**TASK INPUTS:**
* * * * * * *

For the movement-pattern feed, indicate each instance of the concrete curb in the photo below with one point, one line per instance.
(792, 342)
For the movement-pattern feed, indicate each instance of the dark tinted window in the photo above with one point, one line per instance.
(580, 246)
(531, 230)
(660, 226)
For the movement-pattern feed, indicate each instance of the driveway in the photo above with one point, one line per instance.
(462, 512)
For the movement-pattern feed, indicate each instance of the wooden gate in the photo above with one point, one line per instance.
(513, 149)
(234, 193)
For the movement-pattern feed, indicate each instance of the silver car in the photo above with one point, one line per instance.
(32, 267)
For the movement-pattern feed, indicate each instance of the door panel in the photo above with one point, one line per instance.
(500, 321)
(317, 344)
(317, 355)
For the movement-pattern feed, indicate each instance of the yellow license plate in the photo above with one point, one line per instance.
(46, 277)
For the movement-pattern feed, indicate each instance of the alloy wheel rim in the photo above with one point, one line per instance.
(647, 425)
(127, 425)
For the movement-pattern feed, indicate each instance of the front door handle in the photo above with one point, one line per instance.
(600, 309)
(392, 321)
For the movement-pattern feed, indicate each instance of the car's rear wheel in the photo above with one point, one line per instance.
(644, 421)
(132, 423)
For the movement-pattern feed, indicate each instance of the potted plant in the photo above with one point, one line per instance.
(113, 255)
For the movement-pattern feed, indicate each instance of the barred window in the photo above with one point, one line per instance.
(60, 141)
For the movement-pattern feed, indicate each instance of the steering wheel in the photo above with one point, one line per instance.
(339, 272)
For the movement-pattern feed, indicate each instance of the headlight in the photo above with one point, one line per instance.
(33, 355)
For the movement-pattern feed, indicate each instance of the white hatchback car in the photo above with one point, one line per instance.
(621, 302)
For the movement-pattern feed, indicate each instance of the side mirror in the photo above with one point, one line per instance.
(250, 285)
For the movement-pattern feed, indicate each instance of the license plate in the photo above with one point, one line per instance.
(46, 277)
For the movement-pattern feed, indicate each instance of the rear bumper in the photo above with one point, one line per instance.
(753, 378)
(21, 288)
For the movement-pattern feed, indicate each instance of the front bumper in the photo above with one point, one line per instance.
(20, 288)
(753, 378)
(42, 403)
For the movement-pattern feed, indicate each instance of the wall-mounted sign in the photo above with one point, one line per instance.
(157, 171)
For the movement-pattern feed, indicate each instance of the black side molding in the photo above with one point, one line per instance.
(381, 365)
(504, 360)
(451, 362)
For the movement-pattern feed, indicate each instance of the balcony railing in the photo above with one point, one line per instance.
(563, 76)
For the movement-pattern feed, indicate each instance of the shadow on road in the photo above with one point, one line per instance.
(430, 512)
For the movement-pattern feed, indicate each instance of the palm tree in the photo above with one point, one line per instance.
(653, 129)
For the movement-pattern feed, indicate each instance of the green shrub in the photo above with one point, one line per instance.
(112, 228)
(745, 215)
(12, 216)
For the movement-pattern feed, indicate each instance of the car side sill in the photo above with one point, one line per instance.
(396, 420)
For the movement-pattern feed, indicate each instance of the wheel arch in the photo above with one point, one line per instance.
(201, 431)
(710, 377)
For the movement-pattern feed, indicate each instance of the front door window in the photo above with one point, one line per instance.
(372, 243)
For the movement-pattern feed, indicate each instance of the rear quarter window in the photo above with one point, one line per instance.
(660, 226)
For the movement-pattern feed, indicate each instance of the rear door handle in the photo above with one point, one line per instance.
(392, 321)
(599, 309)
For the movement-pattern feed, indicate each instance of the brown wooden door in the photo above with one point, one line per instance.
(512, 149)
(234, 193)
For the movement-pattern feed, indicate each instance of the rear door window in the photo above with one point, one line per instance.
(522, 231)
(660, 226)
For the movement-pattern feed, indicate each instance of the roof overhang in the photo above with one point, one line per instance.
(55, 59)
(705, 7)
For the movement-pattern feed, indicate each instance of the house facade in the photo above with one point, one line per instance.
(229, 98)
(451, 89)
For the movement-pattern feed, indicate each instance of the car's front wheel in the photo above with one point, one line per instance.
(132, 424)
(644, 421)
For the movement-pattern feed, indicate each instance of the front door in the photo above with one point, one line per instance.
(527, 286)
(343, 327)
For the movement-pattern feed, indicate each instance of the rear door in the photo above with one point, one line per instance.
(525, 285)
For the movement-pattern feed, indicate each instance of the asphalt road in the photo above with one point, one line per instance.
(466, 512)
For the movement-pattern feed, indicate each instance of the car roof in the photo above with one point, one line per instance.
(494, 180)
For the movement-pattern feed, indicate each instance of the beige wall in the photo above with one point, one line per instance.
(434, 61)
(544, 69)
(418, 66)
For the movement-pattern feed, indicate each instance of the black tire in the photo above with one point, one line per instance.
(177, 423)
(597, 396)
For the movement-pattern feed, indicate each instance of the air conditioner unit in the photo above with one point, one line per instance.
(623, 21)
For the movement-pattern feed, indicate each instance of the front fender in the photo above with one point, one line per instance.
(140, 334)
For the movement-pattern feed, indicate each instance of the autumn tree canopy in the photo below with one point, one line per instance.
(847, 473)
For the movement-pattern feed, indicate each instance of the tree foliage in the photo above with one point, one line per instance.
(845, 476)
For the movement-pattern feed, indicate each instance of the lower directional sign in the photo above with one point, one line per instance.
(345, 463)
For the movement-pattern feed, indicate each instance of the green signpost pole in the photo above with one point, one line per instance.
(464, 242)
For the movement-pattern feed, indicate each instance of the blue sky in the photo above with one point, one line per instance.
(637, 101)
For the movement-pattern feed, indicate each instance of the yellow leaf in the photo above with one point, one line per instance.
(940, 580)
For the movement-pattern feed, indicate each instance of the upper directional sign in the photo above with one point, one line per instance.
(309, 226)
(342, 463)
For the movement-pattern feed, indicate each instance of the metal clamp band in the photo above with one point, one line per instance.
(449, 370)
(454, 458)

* * * * * * *

**AIM OF THE EXERCISE:** Rescale the lines of the records from the line holding "the yellow leaf" through the end of the records, both ends included. Rewrite every line, requests too, with each point coordinate in the answers multiplied by 1.65 and rounded to a whole number, halves rounding up.

**WORKED SOLUTION:**
For the movement-pattern feed, indicate each instance of the yellow leaf in the photo above with one point, one line per instance.
(1551, 957)
For the movement-pattern feed, indicate each instance of the upper directional sign in the photo above with one point, one line per instance.
(510, 373)
(564, 764)
For the movement-pattern feed, indicate each instance of the metal clamp band in the photo above with one point, one line per instance.
(741, 611)
(749, 756)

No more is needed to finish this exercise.